◆ SHORT PROBLEM: Give back the line where "# test: locate points for every instance of the tree foliage" appears and all the lines after it until the listing ends, unchanged and with nothing else.

◆ EXERCISE DATA:
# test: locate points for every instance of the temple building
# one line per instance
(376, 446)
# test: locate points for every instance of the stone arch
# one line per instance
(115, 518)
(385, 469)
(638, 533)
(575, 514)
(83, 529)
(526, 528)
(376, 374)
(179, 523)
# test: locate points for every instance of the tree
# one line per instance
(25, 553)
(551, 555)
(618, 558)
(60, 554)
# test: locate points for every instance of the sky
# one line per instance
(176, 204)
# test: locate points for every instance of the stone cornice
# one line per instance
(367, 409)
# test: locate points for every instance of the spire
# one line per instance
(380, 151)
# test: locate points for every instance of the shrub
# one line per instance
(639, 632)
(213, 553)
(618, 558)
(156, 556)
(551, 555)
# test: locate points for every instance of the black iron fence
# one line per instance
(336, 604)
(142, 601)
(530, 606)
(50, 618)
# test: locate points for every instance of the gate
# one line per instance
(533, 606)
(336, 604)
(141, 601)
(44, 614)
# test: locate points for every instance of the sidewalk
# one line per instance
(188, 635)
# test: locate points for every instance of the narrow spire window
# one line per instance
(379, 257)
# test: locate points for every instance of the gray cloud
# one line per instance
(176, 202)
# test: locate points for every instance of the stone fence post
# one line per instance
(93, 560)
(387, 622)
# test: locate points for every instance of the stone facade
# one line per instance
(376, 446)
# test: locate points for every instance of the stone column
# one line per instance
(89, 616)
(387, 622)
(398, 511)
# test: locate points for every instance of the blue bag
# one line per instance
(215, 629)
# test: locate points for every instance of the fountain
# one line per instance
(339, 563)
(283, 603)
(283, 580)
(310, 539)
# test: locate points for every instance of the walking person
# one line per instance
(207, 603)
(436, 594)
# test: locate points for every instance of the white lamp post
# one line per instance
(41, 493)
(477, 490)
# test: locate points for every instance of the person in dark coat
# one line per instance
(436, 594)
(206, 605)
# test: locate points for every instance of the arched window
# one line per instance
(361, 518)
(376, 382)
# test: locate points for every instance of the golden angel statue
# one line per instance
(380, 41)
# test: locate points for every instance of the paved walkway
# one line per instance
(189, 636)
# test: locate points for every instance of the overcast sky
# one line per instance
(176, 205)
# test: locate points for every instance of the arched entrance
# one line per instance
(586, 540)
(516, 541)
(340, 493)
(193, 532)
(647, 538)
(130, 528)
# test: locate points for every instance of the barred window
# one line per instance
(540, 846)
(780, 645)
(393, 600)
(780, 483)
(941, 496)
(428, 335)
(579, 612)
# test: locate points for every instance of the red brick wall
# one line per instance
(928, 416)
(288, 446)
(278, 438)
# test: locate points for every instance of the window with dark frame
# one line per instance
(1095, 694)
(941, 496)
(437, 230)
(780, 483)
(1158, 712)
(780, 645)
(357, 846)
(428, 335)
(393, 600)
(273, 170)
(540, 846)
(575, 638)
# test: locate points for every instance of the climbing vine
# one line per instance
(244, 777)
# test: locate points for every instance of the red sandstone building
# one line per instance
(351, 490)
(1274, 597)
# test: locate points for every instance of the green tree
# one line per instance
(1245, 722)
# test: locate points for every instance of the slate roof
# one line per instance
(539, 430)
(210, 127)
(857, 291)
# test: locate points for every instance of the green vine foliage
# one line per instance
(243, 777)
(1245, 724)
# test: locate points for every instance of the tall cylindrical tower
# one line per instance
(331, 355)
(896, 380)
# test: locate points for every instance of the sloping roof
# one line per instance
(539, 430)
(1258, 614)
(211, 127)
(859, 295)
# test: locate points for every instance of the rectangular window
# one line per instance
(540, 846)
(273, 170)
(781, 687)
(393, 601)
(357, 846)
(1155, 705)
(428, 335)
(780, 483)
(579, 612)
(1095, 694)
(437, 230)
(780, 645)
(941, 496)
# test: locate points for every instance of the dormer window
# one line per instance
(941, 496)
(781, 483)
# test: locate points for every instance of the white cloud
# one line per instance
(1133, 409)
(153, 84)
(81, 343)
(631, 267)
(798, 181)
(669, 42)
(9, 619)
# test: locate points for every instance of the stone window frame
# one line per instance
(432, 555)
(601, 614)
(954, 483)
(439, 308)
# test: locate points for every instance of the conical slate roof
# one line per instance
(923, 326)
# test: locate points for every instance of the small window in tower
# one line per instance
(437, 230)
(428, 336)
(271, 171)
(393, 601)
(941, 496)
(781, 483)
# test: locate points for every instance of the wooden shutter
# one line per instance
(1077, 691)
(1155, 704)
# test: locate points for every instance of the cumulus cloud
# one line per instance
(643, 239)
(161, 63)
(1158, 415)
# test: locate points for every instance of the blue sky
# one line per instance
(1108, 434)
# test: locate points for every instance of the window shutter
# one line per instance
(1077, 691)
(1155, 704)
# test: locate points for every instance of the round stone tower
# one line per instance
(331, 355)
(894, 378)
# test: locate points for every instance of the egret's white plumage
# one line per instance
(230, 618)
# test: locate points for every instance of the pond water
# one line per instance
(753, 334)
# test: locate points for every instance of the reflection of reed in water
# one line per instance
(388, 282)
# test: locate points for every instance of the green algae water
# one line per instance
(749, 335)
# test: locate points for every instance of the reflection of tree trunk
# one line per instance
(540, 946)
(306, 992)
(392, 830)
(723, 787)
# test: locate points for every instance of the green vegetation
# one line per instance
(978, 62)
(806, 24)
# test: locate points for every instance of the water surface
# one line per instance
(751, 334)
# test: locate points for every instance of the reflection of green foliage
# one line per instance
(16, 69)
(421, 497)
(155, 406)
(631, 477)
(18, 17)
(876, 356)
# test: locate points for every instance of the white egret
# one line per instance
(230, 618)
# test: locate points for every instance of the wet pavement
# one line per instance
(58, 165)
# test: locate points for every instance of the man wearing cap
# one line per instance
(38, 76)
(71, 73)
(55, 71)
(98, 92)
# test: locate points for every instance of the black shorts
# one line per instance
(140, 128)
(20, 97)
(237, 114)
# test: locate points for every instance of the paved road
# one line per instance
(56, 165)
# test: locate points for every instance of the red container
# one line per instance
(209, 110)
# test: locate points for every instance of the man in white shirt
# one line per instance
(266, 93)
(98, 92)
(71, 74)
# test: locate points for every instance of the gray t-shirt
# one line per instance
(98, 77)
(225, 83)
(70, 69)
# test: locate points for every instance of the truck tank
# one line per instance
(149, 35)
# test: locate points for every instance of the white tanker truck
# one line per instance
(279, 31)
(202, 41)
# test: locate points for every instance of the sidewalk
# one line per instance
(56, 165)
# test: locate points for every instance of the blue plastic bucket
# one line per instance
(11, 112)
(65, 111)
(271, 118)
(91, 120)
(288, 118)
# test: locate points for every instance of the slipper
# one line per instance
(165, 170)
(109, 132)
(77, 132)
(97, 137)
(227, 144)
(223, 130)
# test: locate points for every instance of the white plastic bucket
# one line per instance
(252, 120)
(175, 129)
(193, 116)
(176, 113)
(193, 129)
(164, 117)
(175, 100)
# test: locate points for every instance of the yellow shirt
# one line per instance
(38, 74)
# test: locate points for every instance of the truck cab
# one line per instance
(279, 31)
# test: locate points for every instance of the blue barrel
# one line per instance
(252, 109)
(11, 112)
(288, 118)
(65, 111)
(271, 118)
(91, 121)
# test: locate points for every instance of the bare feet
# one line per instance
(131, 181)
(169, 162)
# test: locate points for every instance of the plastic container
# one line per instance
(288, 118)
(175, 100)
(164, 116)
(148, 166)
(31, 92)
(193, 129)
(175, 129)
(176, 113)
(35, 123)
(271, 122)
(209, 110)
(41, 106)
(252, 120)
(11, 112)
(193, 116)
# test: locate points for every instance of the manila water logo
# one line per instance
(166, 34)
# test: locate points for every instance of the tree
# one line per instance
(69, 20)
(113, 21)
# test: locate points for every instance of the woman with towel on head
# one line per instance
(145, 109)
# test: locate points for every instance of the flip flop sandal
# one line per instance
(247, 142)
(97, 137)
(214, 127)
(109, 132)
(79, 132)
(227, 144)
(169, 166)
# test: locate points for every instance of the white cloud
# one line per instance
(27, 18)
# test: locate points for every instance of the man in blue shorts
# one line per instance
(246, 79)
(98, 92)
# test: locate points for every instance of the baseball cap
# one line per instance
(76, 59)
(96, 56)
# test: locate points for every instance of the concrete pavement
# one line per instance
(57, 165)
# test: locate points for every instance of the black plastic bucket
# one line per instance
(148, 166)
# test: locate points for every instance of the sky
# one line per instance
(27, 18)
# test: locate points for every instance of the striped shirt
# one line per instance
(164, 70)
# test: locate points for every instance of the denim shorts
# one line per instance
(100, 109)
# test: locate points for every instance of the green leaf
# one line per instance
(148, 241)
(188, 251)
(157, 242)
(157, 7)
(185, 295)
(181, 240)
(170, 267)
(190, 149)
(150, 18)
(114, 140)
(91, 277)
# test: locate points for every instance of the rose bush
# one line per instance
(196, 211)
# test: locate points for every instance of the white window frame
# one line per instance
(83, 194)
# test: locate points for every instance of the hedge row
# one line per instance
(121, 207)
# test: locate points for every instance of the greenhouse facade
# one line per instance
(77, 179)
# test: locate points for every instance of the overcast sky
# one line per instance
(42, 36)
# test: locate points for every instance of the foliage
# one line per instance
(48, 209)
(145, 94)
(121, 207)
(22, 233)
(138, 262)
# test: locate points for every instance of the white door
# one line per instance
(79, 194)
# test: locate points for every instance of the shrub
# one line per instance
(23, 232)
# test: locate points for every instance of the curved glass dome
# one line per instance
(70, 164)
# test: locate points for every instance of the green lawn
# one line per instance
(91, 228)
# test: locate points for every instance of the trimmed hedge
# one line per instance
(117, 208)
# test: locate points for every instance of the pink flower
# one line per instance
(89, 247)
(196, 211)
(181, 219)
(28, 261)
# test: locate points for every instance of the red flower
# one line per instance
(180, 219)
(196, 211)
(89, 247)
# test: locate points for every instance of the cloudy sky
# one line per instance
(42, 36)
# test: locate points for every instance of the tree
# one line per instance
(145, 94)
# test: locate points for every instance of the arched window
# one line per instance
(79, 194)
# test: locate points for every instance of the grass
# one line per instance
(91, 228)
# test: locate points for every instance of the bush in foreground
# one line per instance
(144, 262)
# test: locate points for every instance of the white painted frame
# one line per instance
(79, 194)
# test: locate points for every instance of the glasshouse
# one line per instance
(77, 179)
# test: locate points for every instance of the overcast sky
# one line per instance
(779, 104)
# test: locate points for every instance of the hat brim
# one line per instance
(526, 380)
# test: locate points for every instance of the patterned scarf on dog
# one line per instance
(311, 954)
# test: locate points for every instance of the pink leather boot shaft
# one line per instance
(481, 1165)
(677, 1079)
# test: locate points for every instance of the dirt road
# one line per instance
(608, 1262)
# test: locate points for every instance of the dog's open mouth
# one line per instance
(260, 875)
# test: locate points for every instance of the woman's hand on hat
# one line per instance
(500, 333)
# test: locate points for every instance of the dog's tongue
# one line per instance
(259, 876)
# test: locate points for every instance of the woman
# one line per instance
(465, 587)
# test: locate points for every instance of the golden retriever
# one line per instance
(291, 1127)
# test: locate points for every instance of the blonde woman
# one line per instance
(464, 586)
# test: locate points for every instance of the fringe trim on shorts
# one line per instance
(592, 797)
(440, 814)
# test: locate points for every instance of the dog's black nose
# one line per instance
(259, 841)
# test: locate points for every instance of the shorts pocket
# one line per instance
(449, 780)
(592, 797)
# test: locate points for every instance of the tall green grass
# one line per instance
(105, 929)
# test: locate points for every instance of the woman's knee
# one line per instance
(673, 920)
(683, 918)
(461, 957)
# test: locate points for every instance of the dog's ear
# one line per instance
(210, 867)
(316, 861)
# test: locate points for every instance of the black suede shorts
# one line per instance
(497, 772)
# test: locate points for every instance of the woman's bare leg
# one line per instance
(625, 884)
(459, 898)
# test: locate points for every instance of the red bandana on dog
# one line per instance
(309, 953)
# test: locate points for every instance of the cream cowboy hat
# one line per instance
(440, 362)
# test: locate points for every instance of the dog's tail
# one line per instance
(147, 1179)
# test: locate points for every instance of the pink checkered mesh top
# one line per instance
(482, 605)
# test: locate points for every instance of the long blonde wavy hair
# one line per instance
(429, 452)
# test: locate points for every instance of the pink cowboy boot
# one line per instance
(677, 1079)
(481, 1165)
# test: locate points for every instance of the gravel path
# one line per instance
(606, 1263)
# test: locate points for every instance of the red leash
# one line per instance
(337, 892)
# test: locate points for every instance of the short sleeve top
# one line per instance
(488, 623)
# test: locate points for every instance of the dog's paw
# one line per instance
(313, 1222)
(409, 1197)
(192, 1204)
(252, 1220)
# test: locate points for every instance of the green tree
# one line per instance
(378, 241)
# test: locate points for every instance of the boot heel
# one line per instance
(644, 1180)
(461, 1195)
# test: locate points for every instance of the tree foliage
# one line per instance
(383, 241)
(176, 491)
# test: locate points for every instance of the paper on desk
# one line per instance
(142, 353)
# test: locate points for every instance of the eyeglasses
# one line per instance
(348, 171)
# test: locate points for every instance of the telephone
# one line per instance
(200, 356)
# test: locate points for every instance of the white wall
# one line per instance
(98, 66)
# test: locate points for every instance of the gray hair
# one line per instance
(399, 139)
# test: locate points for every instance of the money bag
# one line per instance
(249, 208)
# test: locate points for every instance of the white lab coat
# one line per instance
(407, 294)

◆ OUTPUT BELOW:
# test: locate points for every instance of the tree foliage
# one line per instance
(383, 241)
(176, 491)
# test: locate points for every instance of the paper on desk
# one line per instance
(142, 353)
# test: locate points for every instance of the eyeglasses
# one line per instance
(348, 171)
# test: locate points for every instance of the telephone
# one line per instance
(200, 356)
# test: locate points for every instance of the white wall
# one line per instance
(98, 66)
# test: locate points for every instance of the gray hair
# one line per instance
(399, 139)
# test: locate points for every instance of the money bag
# one line per instance
(249, 208)
# test: locate points for every instance of the white lab coat
# one line per instance
(407, 294)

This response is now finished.